_Directive_
Transcribe the entries below from the line that contains "Question: Can you locate the owl's wing" up to and including the line that contains "188,5,194,48", copying those lines with no changes.

_Data section_
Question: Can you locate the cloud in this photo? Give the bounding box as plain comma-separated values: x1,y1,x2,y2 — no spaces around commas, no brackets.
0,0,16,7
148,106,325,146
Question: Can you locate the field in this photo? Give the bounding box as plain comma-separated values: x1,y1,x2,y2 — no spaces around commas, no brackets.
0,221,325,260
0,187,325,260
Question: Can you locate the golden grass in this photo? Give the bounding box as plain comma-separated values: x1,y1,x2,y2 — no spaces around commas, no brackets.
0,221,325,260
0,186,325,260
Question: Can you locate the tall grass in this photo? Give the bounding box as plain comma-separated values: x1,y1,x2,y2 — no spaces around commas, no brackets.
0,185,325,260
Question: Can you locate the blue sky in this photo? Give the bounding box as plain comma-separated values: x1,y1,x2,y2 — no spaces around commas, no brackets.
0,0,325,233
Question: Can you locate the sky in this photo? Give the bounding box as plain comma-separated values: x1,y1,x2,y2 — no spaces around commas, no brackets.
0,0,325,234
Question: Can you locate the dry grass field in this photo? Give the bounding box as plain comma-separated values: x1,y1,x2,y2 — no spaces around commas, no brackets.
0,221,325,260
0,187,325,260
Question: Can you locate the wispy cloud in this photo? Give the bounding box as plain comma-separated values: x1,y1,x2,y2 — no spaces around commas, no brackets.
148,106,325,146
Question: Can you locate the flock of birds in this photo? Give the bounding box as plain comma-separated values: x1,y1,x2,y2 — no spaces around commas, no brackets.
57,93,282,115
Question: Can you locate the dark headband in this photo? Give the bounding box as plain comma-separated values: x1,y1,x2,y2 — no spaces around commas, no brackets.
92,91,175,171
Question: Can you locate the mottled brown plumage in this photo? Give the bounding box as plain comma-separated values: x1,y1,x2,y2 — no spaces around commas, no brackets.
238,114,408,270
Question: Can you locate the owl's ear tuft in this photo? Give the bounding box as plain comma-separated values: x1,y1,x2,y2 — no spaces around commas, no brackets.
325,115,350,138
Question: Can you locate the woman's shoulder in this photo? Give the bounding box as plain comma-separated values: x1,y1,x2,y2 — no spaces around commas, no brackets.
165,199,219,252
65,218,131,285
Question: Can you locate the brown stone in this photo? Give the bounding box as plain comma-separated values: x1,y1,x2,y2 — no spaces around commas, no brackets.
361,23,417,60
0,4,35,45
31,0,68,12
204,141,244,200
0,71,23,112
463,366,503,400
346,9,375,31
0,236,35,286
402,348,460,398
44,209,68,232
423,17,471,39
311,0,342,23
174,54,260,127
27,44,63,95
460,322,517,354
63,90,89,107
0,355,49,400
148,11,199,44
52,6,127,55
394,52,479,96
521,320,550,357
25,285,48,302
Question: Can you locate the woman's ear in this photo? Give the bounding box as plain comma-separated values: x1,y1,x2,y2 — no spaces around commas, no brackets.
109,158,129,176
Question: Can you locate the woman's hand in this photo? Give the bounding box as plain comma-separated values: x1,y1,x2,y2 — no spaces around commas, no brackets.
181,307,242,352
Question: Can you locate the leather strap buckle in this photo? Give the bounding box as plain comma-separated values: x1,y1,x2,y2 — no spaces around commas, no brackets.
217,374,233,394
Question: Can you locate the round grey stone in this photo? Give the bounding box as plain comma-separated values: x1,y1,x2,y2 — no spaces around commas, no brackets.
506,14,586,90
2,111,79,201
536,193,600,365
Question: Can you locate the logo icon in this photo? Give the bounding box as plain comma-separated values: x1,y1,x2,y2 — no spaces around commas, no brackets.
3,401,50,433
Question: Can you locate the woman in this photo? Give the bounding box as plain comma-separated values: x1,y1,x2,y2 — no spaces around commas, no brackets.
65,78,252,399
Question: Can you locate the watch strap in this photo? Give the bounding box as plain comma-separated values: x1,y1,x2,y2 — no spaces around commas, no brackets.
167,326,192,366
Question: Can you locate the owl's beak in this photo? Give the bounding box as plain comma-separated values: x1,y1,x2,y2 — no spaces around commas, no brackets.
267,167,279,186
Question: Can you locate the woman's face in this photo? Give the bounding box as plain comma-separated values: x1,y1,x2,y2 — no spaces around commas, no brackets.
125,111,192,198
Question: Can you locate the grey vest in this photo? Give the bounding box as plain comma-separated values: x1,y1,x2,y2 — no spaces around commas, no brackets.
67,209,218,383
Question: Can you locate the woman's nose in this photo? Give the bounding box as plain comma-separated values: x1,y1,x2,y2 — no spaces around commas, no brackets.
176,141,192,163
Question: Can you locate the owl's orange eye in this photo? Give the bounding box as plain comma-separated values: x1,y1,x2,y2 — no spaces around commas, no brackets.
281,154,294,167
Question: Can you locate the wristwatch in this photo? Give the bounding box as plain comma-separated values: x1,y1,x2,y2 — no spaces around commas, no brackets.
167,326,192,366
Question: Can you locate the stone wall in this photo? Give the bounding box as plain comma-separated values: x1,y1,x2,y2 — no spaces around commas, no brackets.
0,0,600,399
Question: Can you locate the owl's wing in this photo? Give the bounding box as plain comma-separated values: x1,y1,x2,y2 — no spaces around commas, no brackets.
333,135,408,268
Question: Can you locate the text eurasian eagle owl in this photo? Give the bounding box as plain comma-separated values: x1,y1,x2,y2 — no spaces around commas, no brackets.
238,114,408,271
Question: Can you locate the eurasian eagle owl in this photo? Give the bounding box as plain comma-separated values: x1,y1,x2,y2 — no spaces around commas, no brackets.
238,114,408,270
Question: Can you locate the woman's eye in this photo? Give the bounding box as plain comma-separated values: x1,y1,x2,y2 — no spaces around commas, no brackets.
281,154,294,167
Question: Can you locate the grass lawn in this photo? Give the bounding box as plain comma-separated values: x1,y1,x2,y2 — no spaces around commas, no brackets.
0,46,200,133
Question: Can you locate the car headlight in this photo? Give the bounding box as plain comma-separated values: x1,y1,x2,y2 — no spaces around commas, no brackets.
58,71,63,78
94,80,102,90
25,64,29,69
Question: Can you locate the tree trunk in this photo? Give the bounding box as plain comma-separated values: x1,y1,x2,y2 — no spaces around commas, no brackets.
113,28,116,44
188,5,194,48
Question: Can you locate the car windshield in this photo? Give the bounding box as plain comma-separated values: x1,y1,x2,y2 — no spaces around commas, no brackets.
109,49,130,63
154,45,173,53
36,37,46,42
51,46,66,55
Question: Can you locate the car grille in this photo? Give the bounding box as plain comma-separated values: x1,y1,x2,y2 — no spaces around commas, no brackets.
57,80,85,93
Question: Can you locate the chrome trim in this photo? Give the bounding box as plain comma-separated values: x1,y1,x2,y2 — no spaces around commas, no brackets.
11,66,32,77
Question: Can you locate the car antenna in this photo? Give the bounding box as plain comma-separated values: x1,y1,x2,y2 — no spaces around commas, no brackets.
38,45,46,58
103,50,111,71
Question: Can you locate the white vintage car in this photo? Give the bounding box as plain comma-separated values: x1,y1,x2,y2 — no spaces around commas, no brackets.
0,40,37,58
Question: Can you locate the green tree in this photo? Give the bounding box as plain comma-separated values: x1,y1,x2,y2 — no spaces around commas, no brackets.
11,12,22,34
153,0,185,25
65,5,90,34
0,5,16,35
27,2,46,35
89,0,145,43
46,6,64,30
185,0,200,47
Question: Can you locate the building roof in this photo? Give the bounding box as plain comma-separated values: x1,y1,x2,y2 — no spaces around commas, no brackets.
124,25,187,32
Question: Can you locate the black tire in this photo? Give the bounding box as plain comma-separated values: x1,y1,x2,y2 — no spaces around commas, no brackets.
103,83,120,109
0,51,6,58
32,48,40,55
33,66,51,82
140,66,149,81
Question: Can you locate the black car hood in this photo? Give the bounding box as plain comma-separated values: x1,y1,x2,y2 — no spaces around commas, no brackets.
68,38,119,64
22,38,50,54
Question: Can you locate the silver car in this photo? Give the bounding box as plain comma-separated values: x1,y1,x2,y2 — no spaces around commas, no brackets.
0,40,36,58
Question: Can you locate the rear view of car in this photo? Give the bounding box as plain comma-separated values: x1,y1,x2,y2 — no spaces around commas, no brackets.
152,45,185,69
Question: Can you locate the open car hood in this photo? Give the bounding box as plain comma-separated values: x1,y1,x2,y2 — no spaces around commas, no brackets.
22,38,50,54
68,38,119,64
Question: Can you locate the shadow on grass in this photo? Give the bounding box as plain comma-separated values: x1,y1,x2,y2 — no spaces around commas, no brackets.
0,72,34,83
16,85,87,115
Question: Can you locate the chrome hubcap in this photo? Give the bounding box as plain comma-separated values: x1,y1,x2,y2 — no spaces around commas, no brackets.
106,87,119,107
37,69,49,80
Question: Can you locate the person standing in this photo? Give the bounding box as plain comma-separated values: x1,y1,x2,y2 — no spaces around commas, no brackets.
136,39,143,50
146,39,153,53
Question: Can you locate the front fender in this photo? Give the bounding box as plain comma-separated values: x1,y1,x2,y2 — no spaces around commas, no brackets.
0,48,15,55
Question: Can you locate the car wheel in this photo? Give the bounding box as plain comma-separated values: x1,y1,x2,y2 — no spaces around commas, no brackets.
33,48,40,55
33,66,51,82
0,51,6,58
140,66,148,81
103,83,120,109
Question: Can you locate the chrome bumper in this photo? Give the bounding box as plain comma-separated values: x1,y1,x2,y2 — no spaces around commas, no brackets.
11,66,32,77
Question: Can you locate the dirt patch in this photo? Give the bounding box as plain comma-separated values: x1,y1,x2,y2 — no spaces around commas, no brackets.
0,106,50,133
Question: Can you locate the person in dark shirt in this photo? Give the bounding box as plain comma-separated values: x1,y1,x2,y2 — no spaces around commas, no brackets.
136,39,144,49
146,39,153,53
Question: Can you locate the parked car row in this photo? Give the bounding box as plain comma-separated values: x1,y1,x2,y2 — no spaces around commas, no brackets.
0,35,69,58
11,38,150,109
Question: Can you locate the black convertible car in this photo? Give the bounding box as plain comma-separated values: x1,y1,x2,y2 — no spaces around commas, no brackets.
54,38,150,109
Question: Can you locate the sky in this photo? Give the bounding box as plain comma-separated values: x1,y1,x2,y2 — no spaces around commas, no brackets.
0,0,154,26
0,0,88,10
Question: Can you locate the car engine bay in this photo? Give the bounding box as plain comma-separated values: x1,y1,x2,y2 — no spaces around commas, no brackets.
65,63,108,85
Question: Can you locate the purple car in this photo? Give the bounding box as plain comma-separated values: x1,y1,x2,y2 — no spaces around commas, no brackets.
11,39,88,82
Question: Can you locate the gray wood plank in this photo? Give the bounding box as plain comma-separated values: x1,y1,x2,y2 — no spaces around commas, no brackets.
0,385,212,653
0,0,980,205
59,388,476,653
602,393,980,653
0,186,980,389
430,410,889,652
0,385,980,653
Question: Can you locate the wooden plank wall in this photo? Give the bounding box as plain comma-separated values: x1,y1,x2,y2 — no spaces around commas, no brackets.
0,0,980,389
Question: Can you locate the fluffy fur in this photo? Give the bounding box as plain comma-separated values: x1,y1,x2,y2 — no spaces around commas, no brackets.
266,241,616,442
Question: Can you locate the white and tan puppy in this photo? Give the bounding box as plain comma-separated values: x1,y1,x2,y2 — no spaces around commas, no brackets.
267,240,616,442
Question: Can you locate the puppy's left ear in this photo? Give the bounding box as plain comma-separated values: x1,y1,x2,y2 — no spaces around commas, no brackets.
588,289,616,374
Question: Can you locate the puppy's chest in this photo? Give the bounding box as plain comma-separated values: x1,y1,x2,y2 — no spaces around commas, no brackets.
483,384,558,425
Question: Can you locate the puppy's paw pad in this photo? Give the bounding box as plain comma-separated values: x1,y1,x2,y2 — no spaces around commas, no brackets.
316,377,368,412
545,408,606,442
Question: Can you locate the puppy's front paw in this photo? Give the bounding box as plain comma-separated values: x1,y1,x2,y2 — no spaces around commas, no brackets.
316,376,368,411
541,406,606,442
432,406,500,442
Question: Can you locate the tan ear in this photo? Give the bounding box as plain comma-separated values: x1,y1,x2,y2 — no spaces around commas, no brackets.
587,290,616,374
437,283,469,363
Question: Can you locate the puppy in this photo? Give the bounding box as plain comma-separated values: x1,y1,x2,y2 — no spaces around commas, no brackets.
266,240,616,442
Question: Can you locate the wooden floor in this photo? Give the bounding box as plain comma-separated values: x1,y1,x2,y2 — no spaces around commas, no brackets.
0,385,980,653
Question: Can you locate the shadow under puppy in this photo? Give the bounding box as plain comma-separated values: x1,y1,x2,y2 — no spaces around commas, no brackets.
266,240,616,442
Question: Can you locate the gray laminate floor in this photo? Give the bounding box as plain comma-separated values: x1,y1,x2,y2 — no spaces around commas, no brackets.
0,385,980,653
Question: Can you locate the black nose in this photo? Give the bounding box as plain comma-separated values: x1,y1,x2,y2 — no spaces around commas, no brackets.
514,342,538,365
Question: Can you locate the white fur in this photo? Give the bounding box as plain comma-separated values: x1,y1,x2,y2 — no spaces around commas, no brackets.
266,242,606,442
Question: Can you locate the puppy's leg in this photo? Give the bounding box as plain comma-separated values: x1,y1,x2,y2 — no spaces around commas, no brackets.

_Response_
Question: Can you locate the owl's wing in this photo? Give the bounding box as plain comma-separated values: x1,y1,x2,y2 — no spaces around commas, no brackets.
333,135,408,268
Question: Can you locate the text eurasian eagle owl in this photo? Give the bounding box as plain comma-separated values: x1,y1,x2,y2 — no spaces around commas, no brackets.
238,114,408,271
Question: Can you locate the eurasian eagle owl in this photo? Give the bounding box as plain comma-separated values: x1,y1,x2,y2 — no spaces around commas, no brackets.
238,114,408,270
Question: Can you locate the woman's eye in this photo? Give the bounding box as plain comma-separated values: x1,y1,x2,y2 — no spaces around commas, no brackets.
281,154,294,167
Question: Can you locate the grass lawn in this photo? Give the bounding box as plain comma-separated values: x1,y1,x2,y2 — no spaces around commas, no brackets.
0,46,200,133
Question: Can you locate the car headlight in this photo? Give the bounding box as plain comma-separated values: x1,y1,x2,y2 — no spaces around commas, no brackets.
58,71,63,78
94,80,102,90
25,64,29,69
Question: Can you locate the tree trunk in this photo? Give the bounding box as plain comma-separated values: x1,y1,x2,y2 — no spaces around commas, no brackets.
113,28,116,44
188,5,194,48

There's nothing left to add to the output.